• _Texte du document_:
Les photographies font partie des informations circulant sur internet, le plus souvent sans mention de la source (auteur de l’image, date de la prise de vue). Certains outils aident à rétablir la traçabilité des photographies en permettant de rechercher les images similaires „scannées“ par google:

 

EXERCICE

 

taxi inondations source

Restons au chapitre des inondations avec cet article de „Tunisie Numérique“: le taxi a-t-il vraiment été photographié lors des inondations de novembre 2012 à Tunis? Quelle est la source de cette photo (photographe, lieu)?

[Réponse dans le post Le coup du taxi pour trouver la source des inondations]

 

Une nouvelle mode journalistique? LE « FACT CHECKING »

 

La vérification des informations, une règle vieille comme le journalisme, est qualifiée de « fact checking » depuis l’essor d’Internet et l’accès à l’imagerie satellite ainsi qu’aux grandes bases de données.

• _Les consignes_:
1 – D'après le texte sur la traçabilité des photographies, quelles informations manquent le plus souvent aux photographies qui circulent sur internet ?
2 – Prolongez le texte sur la traçabilité des photographies à partir de sa dernière phrase.

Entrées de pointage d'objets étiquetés
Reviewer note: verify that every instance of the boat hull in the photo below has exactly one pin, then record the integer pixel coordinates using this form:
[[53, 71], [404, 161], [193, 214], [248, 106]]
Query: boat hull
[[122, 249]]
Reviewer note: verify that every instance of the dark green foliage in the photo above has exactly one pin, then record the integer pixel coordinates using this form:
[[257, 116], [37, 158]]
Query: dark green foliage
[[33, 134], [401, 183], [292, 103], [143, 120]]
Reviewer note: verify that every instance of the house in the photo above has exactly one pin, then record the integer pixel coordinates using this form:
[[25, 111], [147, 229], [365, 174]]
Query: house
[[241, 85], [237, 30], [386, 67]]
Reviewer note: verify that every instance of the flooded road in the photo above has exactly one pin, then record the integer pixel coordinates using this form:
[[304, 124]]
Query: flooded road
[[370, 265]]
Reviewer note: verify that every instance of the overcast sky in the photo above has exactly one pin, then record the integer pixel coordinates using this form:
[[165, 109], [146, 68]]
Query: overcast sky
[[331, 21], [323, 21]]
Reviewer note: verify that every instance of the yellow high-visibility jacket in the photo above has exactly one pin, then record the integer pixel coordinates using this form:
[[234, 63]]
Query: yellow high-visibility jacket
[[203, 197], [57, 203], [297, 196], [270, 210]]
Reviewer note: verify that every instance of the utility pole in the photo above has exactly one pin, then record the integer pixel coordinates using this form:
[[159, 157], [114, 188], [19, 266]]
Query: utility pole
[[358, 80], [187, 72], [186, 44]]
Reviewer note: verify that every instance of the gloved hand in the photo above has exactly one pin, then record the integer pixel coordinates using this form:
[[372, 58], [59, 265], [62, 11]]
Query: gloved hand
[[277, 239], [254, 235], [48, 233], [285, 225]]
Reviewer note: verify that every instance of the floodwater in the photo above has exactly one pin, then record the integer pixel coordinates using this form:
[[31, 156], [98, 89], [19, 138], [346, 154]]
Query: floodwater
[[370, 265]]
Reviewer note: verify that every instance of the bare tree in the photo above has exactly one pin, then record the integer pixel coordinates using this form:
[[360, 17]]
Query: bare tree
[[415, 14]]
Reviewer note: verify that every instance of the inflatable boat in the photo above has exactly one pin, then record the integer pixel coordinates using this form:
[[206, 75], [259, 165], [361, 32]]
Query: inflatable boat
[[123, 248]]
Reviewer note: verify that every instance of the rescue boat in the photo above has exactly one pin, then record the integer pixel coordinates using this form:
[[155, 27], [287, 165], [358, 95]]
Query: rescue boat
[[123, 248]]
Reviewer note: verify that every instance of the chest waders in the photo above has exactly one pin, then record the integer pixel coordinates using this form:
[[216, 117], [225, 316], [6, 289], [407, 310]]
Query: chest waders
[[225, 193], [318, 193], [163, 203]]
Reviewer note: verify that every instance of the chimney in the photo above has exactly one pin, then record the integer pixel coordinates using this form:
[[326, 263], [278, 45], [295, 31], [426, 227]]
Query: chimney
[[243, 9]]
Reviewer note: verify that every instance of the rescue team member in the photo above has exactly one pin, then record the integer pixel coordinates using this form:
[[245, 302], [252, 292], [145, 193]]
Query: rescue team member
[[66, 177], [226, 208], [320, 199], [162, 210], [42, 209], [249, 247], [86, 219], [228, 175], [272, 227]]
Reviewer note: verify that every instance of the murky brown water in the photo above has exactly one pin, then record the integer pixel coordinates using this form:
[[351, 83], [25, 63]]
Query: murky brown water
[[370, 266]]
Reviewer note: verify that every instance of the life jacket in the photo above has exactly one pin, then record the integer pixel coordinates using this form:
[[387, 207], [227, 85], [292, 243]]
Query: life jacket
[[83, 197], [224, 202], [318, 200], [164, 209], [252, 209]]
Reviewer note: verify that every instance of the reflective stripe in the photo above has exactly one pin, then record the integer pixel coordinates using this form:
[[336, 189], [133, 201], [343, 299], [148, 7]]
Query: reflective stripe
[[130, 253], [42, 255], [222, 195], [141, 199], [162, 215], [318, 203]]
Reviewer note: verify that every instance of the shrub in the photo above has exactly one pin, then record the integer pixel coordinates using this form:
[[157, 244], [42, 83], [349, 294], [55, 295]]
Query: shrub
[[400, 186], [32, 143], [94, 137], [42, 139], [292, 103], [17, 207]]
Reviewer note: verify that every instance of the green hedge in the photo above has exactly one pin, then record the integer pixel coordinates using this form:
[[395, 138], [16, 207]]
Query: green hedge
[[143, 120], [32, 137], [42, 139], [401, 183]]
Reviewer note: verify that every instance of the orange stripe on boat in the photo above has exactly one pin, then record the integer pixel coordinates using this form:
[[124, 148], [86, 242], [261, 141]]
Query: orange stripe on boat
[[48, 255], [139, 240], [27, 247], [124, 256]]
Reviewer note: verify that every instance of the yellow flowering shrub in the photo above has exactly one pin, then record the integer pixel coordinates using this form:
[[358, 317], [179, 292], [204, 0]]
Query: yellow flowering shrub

• _Réponses aux consignes_:
1 – La mention de la source, c'est-à-dire l'auteur de l'image et la date de la prise de vue.

2 –
« Le fact checking (fr. la réenquête) est un anglicisme désignant une démarche visant à valider l’exactitude d’affirmations, d’informations, ou de faits allégués dans un texte ou discours oral. Cette opération est effectuée par des fact checkers (réenquêteurs) qui sont des personnes vérifiant que les assertions d’un texte ou d’un discours sont vraies. Cette pratique s’applique le plus souvent aux déclarations des hommes politiques (…). (source: https://fr.wikipedia.org/wiki/Fact_checking)

Le « fact checking » se développe notamment de manière collaborative. Wikipedia et d’autres wiki constituent des exemples de „fact checking“ participatifs.

En France, plusieurs sites sont devenus des références en matière de « fact checking » :

  • http://desintox.blogs.liberation.fr : ce blog créé sur le site de Libération fait l’objet d’une chronique sur ARTE à 20h05, du lundi au vendredi. Désintox se veut un « observatoire des mensonge et des mots du discours politique »,

 

Licence Creative Commons

Ce contenu est mis à disposition selon les termes de la Licence Creative Commons Attribution – Pas d’Utilisation Commerciale – Partage dans les Mêmes Conditions 4.0 International.

Ce contenu a été conçu pour un manuel DWA/IPSI sur les pratiques journalistiques lors de la couverture d’élections (Tunis, avril 2013). Le contenu d’un autre chapitre est également disponible sur le blog: « comment contacter une source sur Internet? »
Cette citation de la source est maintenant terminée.